## EXCERPT TO READ
|---|
Re: BIG files & file systems

Hans Reiser (reiser@namesys.com)
Fri, 02 Aug 2002 19:10:30 +0400


There are a number of interfaces that need expansion in 2.5. Telldir
and seekdir would be much better if they took as argument some
filesystem specific opaque cookie (e.g. filename). Using a byte offset
to reference a directory entry that was found with a filename is an
implementation specific artifact that obviously only works for a
ufs/s5fs/ext2 type of filesystem, and is just wrong.

4 billion files is not enough to store the government's XML databases in.

Hans

Steve Lord wrote:

>On Fri, 2002-08-02 at 08:56, Jan Harkes wrote:
>
>
>>I was simply assuming that any filesystem that is using iget5 and
>>doesn't use the simpler iget helper has some reason why it cannot find
>>an inode given just the 32-bit ino_t.
>>
>>
>
>In XFS's case (remember, the iget5 code is based on XFS changes) it is
>more a matter of the code to read the inode sometimes needing to pass
>other info down to the read_inode part of the filesystem, so we want to
>do that internally. XFS can have 64 bit inode numbers, but you need more
>than 1 Tbyte in an fs to get that big (inode numbers are a disk
>address). We also have code which keeps them in the bottom 1 Tbyte
>which is turned on by default on Linux.
>
>
>
>>This is definitely true for Coda, we have 96-bit file identifiers.
>>Actually my development tree currently uses 128-bit, it is aware of
>>multiple administrative realms and distinguishes between objects with
>>FID 0x7f000001.0x1.0x1 in different administrative domains. There is a
>>hash-function that tries to map these large FIDs into the 32-bit ino_t
>>space with as few collisions as possible.
|---|
Entries from an annotation dataset:
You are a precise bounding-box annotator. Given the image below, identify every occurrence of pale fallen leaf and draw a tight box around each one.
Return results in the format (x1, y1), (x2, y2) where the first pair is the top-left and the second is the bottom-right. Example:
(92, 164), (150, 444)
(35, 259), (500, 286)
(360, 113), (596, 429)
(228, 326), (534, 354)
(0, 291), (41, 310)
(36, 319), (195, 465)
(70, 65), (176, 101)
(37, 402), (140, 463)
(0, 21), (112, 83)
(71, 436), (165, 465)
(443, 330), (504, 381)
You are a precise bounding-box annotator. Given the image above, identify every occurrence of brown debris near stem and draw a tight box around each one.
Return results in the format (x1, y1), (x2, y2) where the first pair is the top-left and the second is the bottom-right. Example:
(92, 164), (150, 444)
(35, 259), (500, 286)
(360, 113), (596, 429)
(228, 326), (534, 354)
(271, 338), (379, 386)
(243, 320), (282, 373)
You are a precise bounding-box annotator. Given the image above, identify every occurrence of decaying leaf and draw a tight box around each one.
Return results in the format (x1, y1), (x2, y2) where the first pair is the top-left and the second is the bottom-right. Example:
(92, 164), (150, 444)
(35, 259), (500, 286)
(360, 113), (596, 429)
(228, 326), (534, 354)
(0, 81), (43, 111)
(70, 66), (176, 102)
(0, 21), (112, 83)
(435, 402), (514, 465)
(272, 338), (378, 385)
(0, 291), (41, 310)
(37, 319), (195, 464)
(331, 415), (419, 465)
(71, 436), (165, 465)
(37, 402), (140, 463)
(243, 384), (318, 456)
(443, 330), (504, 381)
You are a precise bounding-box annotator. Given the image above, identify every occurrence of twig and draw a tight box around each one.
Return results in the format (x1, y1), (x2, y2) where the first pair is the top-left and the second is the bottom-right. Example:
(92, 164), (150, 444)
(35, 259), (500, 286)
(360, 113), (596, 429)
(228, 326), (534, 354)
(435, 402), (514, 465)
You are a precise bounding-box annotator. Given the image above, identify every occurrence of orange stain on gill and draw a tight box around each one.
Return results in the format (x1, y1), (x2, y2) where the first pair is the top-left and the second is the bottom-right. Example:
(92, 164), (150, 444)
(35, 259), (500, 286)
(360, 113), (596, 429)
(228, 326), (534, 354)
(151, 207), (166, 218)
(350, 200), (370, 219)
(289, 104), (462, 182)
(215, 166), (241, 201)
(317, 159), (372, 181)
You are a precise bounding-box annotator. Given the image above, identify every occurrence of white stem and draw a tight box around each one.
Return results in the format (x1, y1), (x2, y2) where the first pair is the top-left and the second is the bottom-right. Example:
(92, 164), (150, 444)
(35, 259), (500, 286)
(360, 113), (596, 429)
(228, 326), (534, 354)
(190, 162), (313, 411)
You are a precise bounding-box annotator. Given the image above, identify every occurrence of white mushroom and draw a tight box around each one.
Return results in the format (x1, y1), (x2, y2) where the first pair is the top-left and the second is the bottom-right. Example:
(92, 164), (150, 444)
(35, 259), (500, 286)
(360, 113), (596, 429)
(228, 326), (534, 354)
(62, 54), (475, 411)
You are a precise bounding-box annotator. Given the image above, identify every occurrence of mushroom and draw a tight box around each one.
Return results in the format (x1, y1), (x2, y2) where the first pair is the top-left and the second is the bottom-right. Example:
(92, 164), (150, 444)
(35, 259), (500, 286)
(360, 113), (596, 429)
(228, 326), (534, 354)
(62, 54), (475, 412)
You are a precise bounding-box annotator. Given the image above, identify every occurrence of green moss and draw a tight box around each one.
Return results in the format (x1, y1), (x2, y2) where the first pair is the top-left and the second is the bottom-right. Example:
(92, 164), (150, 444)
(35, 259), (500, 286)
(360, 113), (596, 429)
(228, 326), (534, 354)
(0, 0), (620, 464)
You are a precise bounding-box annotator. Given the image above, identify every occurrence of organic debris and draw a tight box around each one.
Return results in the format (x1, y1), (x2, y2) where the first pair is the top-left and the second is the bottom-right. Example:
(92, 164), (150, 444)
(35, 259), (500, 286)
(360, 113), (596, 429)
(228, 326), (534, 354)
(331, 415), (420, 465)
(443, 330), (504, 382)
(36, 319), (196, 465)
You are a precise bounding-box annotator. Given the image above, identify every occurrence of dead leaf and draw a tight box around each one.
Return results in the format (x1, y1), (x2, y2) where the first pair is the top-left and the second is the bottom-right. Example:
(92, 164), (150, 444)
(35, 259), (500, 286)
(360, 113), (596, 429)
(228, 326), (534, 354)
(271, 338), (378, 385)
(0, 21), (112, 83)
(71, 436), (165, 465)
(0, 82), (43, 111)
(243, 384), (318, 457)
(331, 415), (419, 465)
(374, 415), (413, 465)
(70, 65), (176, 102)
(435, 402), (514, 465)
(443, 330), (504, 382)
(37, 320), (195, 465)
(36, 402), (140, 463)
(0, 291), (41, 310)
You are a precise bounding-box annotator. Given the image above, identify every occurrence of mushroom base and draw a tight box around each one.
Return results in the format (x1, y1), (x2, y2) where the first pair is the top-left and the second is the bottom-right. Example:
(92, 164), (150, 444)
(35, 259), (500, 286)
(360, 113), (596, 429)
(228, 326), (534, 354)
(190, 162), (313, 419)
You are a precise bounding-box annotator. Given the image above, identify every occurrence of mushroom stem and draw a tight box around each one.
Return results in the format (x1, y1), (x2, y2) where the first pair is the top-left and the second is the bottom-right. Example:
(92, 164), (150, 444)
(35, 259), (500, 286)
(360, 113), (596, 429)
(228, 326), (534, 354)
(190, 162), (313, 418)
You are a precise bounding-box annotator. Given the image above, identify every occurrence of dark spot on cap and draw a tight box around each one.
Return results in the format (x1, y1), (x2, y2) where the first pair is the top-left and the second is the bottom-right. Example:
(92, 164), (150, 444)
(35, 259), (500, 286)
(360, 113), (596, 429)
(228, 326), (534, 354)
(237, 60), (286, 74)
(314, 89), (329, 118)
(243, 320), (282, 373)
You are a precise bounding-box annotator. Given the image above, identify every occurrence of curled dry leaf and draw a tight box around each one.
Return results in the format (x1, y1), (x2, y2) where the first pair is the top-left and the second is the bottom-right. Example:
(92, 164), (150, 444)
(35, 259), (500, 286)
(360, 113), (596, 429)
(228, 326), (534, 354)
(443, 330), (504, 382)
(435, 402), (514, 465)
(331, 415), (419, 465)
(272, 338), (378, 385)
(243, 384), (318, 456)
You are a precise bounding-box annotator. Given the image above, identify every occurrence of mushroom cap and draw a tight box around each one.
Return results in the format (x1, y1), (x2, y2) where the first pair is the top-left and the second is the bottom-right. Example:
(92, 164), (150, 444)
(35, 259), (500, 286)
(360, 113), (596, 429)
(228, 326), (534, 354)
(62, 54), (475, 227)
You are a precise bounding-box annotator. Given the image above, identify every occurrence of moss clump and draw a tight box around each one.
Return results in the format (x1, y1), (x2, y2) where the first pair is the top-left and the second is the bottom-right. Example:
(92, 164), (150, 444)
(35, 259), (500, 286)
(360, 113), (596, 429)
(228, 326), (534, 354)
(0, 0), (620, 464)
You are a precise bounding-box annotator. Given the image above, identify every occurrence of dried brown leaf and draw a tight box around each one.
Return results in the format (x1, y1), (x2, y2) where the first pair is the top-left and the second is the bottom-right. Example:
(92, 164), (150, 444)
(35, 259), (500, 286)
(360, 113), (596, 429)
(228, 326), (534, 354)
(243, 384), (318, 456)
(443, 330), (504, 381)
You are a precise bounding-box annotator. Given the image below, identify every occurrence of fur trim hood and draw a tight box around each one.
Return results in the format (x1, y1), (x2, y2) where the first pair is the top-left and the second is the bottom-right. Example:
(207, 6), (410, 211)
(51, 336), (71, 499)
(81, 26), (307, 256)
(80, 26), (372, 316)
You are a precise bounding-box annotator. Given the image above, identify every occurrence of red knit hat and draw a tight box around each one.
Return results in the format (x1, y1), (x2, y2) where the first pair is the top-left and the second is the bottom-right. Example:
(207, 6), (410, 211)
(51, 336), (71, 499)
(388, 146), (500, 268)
|---|
## WHAT THIS EXERCISE ASKS
[A] In the mailing-list message about big files and file systems, why does XFS use the iget5 code rather than the simpler iget helper, according to Steve Lord?
[B] Reproduce word for word the passage of the mailing-list message about big files and file systems from "Hans Reiser (reiser@namesys.com)" to "XML databases in.".

## ANSWERS TO THE PROBLEMS
[A] XFS's code for reading an inode sometimes has to pass other information down to the read_inode part of the filesystem, and XFS wants to do that internally. Steve Lord says this is more the reason than the size of XFS inode numbers.

[B]
Hans Reiser (reiser@namesys.com)
Fri, 02 Aug 2002 19:10:30 +0400


There are a number of interfaces that need expansion in 2.5. Telldir
and seekdir would be much better if they took as argument some
filesystem specific opaque cookie (e.g. filename). Using a byte offset
to reference a directory entry that was found with a filename is an
implementation specific artifact that obviously only works for a
ufs/s5fs/ext2 type of filesystem, and is just wrong.

4 billion files is not enough to store the government's XML databases in.